LISTED ENTRIES ::
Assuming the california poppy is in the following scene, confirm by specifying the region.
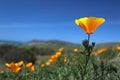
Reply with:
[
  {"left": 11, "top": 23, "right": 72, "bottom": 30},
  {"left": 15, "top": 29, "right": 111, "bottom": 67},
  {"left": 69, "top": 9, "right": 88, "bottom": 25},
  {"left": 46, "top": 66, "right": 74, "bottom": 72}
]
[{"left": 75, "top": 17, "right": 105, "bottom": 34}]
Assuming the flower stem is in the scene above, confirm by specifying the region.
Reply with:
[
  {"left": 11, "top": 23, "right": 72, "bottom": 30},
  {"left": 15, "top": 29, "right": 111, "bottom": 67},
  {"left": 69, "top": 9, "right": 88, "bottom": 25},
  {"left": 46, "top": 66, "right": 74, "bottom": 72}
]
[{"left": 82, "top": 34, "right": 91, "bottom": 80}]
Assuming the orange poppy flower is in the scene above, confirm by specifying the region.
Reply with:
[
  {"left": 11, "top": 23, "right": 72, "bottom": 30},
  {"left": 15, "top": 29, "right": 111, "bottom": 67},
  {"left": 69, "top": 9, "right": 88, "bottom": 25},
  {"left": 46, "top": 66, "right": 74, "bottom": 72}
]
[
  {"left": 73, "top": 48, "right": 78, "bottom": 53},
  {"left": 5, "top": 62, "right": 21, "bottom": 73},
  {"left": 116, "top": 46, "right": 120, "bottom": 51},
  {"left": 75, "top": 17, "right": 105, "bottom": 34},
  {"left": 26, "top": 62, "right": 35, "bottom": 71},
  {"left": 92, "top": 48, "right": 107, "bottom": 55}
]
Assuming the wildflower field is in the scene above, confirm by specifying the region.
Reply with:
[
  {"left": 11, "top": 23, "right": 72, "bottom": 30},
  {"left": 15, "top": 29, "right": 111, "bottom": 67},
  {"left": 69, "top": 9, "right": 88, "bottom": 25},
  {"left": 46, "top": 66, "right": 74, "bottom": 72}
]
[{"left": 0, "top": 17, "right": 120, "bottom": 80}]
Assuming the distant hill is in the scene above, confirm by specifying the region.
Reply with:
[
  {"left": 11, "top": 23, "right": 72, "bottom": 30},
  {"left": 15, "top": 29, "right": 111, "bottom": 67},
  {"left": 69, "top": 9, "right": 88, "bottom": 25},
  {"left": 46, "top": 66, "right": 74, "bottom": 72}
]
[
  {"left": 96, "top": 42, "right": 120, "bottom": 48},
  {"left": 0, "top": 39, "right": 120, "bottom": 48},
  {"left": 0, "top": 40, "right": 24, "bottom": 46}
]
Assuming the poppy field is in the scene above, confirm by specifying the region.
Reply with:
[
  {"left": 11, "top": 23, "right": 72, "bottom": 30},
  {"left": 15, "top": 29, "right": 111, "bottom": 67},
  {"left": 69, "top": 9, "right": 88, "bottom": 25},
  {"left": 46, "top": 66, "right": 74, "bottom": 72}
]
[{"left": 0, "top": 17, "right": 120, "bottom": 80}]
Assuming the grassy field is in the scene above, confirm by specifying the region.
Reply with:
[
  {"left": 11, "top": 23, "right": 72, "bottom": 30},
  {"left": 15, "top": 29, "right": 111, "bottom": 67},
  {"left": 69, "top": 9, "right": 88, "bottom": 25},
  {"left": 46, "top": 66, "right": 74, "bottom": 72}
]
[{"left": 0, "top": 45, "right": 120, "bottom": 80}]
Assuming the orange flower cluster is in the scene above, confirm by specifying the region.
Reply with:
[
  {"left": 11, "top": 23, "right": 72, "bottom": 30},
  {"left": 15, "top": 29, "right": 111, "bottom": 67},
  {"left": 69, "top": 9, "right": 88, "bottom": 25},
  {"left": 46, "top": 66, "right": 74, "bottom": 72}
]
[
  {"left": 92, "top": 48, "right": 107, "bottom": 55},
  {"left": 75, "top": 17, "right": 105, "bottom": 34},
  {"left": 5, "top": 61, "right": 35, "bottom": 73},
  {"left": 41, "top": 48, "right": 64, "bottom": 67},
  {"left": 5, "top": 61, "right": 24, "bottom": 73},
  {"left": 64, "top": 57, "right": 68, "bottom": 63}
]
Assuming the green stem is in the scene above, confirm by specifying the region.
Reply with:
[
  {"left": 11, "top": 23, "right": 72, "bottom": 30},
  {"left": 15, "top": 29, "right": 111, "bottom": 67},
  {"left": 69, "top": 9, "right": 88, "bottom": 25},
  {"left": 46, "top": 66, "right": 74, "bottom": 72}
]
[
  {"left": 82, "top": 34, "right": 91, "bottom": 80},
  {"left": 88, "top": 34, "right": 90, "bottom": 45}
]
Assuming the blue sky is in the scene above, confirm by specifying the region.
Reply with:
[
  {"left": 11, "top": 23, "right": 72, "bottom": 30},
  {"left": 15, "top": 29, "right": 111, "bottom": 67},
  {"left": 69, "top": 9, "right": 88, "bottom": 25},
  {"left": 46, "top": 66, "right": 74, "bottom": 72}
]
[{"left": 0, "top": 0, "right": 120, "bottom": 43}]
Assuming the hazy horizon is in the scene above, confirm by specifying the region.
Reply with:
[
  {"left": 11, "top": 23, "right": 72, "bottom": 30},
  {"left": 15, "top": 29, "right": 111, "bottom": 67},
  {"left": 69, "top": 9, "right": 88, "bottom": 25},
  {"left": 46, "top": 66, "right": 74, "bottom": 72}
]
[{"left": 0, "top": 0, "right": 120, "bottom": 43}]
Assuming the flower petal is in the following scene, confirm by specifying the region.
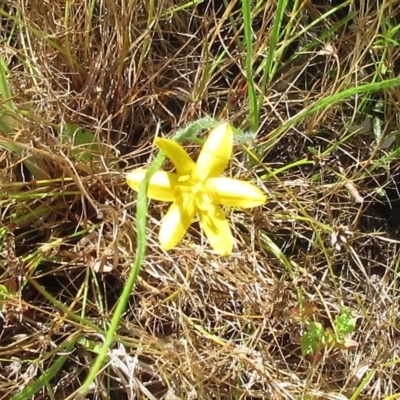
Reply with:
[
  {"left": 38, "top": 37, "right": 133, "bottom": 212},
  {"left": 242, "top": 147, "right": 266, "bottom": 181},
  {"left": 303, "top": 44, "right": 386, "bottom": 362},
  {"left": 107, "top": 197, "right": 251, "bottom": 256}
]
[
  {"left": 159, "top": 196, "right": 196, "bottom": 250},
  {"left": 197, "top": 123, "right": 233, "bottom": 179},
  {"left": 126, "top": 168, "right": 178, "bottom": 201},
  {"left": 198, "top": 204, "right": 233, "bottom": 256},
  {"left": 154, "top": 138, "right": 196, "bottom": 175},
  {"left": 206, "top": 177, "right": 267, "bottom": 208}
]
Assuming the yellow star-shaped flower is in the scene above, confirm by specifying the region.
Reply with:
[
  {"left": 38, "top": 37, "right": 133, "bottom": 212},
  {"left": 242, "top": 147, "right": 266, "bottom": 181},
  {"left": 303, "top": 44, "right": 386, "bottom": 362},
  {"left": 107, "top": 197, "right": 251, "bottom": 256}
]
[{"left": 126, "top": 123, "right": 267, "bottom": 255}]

REQUIREMENTS :: Can you render every line of the entries above as a JSON list of strings, one string per line, with blank lines skipped and the pictures left out?

FULL OUTPUT ::
[
  "Assuming the california poppy is in the following scene, confirm by specifying the region.",
  "Reply with:",
  "[",
  "  {\"left\": 11, \"top\": 23, \"right\": 72, \"bottom\": 30},",
  "  {\"left\": 15, \"top\": 29, \"right\": 111, \"bottom\": 67},",
  "  {\"left\": 69, \"top\": 9, \"right\": 88, \"bottom\": 25},",
  "  {\"left\": 46, \"top\": 66, \"right\": 74, \"bottom\": 72}",
  "]",
  "[{\"left\": 75, \"top\": 17, \"right\": 105, \"bottom\": 34}]",
  "Assuming the flower stem is in the scene above, confirm by specifying the region.",
  "Reply with:",
  "[",
  "  {\"left\": 11, \"top\": 23, \"right\": 72, \"bottom\": 30},",
  "  {\"left\": 15, \"top\": 29, \"right\": 111, \"bottom\": 67},",
  "  {\"left\": 69, \"top\": 9, \"right\": 88, \"bottom\": 25},",
  "  {\"left\": 46, \"top\": 66, \"right\": 74, \"bottom\": 72}",
  "]",
  "[{\"left\": 82, \"top\": 34, \"right\": 91, \"bottom\": 80}]",
  "Assuming the orange poppy flower is in the scene above, confirm by specifying the region.",
  "Reply with:",
  "[",
  "  {\"left\": 11, \"top\": 23, \"right\": 72, \"bottom\": 30},",
  "  {\"left\": 15, \"top\": 29, \"right\": 111, \"bottom\": 67},",
  "  {\"left\": 69, \"top\": 9, \"right\": 88, \"bottom\": 25},",
  "  {\"left\": 46, \"top\": 66, \"right\": 74, \"bottom\": 72}",
  "]",
  "[",
  "  {\"left\": 73, \"top\": 48, \"right\": 78, \"bottom\": 53},",
  "  {\"left\": 5, \"top\": 62, \"right\": 21, \"bottom\": 73},",
  "  {\"left\": 116, \"top\": 46, \"right\": 120, \"bottom\": 51},",
  "  {\"left\": 75, \"top\": 17, \"right\": 105, \"bottom\": 34},",
  "  {\"left\": 26, \"top\": 62, \"right\": 35, \"bottom\": 71},",
  "  {\"left\": 92, \"top\": 48, \"right\": 107, \"bottom\": 55}",
  "]",
  "Assuming the wildflower field is in the scene above, confirm by specifying the region.",
  "Reply with:",
  "[",
  "  {\"left\": 11, \"top\": 23, \"right\": 72, \"bottom\": 30},",
  "  {\"left\": 15, \"top\": 29, \"right\": 111, \"bottom\": 67},",
  "  {\"left\": 69, \"top\": 9, \"right\": 88, \"bottom\": 25},",
  "  {\"left\": 46, \"top\": 66, \"right\": 74, \"bottom\": 72}",
  "]",
  "[{\"left\": 0, \"top\": 17, \"right\": 120, \"bottom\": 80}]",
  "Assuming the distant hill is in the scene above, confirm by specifying the region.",
  "Reply with:",
  "[",
  "  {\"left\": 11, \"top\": 23, \"right\": 72, \"bottom\": 30},",
  "  {\"left\": 15, \"top\": 29, \"right\": 111, \"bottom\": 67},",
  "  {\"left\": 69, \"top\": 9, \"right\": 88, \"bottom\": 25},",
  "  {\"left\": 46, \"top\": 66, \"right\": 74, \"bottom\": 72}",
  "]",
  "[",
  "  {\"left\": 96, \"top\": 42, \"right\": 120, \"bottom\": 48},",
  "  {\"left\": 0, \"top\": 39, \"right\": 120, \"bottom\": 48},",
  "  {\"left\": 0, \"top\": 40, \"right\": 24, \"bottom\": 46}",
  "]",
  "Assuming the poppy field is in the scene above, confirm by specifying the region.",
  "Reply with:",
  "[",
  "  {\"left\": 11, \"top\": 23, \"right\": 72, \"bottom\": 30},",
  "  {\"left\": 15, \"top\": 29, \"right\": 111, \"bottom\": 67},",
  "  {\"left\": 69, \"top\": 9, \"right\": 88, \"bottom\": 25},",
  "  {\"left\": 46, \"top\": 66, \"right\": 74, \"bottom\": 72}",
  "]",
  "[{\"left\": 0, \"top\": 17, \"right\": 120, \"bottom\": 80}]",
  "Assuming the grassy field is in the scene above, confirm by specifying the region.",
  "Reply with:",
  "[",
  "  {\"left\": 11, \"top\": 23, \"right\": 72, \"bottom\": 30},",
  "  {\"left\": 15, \"top\": 29, \"right\": 111, \"bottom\": 67},",
  "  {\"left\": 69, \"top\": 9, \"right\": 88, \"bottom\": 25},",
  "  {\"left\": 46, \"top\": 66, \"right\": 74, \"bottom\": 72}",
  "]",
  "[{\"left\": 0, \"top\": 45, \"right\": 120, \"bottom\": 80}]",
  "Assuming the orange flower cluster is in the scene above, confirm by specifying the region.",
  "Reply with:",
  "[",
  "  {\"left\": 11, \"top\": 23, \"right\": 72, \"bottom\": 30},",
  "  {\"left\": 15, \"top\": 29, \"right\": 111, \"bottom\": 67},",
  "  {\"left\": 69, \"top\": 9, \"right\": 88, \"bottom\": 25},",
  "  {\"left\": 46, \"top\": 66, \"right\": 74, \"bottom\": 72}",
  "]",
  "[",
  "  {\"left\": 92, \"top\": 48, \"right\": 107, \"bottom\": 55},",
  "  {\"left\": 75, \"top\": 17, \"right\": 105, \"bottom\": 34},",
  "  {\"left\": 5, \"top\": 61, \"right\": 35, \"bottom\": 73},",
  "  {\"left\": 41, \"top\": 48, \"right\": 64, \"bottom\": 67},",
  "  {\"left\": 5, \"top\": 61, \"right\": 24, \"bottom\": 73},",
  "  {\"left\": 64, \"top\": 57, \"right\": 68, \"bottom\": 63}",
  "]",
  "Assuming the green stem is in the scene above, confirm by specifying the region.",
  "Reply with:",
  "[",
  "  {\"left\": 11, \"top\": 23, \"right\": 72, \"bottom\": 30},",
  "  {\"left\": 15, \"top\": 29, \"right\": 111, \"bottom\": 67},",
  "  {\"left\": 69, \"top\": 9, \"right\": 88, \"bottom\": 25},",
  "  {\"left\": 46, \"top\": 66, \"right\": 74, \"bottom\": 72}",
  "]",
  "[",
  "  {\"left\": 82, \"top\": 34, \"right\": 91, \"bottom\": 80},",
  "  {\"left\": 88, \"top\": 34, \"right\": 90, \"bottom\": 45}",
  "]",
  "Assuming the blue sky is in the scene above, confirm by specifying the region.",
  "Reply with:",
  "[",
  "  {\"left\": 11, \"top\": 23, \"right\": 72, \"bottom\": 30},",
  "  {\"left\": 15, \"top\": 29, \"right\": 111, \"bottom\": 67},",
  "  {\"left\": 69, \"top\": 9, \"right\": 88, \"bottom\": 25},",
  "  {\"left\": 46, \"top\": 66, \"right\": 74, \"bottom\": 72}",
  "]",
  "[{\"left\": 0, \"top\": 0, \"right\": 120, \"bottom\": 43}]",
  "Assuming the hazy horizon is in the scene above, confirm by specifying the region.",
  "Reply with:",
  "[",
  "  {\"left\": 11, \"top\": 23, \"right\": 72, \"bottom\": 30},",
  "  {\"left\": 15, \"top\": 29, \"right\": 111, \"bottom\": 67},",
  "  {\"left\": 69, \"top\": 9, \"right\": 88, \"bottom\": 25},",
  "  {\"left\": 46, \"top\": 66, \"right\": 74, \"bottom\": 72}",
  "]",
  "[{\"left\": 0, \"top\": 0, \"right\": 120, \"bottom\": 43}]",
  "Assuming the flower petal is in the following scene, confirm by specifying the region.",
  "Reply with:",
  "[",
  "  {\"left\": 38, \"top\": 37, \"right\": 133, \"bottom\": 212},",
  "  {\"left\": 242, \"top\": 147, \"right\": 266, \"bottom\": 181},",
  "  {\"left\": 303, \"top\": 44, \"right\": 386, \"bottom\": 362},",
  "  {\"left\": 107, \"top\": 197, \"right\": 251, \"bottom\": 256}",
  "]",
  "[",
  "  {\"left\": 159, \"top\": 196, \"right\": 196, \"bottom\": 250},",
  "  {\"left\": 197, \"top\": 123, \"right\": 233, \"bottom\": 179},",
  "  {\"left\": 126, \"top\": 168, \"right\": 178, \"bottom\": 201},",
  "  {\"left\": 198, \"top\": 204, \"right\": 233, \"bottom\": 256},",
  "  {\"left\": 154, \"top\": 138, \"right\": 196, \"bottom\": 175},",
  "  {\"left\": 206, \"top\": 177, \"right\": 267, \"bottom\": 208}",
  "]",
  "Assuming the yellow star-shaped flower is in the scene above, confirm by specifying the region.",
  "Reply with:",
  "[",
  "  {\"left\": 38, \"top\": 37, \"right\": 133, \"bottom\": 212},",
  "  {\"left\": 242, \"top\": 147, \"right\": 266, \"bottom\": 181},",
  "  {\"left\": 303, \"top\": 44, \"right\": 386, \"bottom\": 362},",
  "  {\"left\": 107, \"top\": 197, \"right\": 251, \"bottom\": 256}",
  "]",
  "[{\"left\": 126, \"top\": 123, \"right\": 267, \"bottom\": 255}]"
]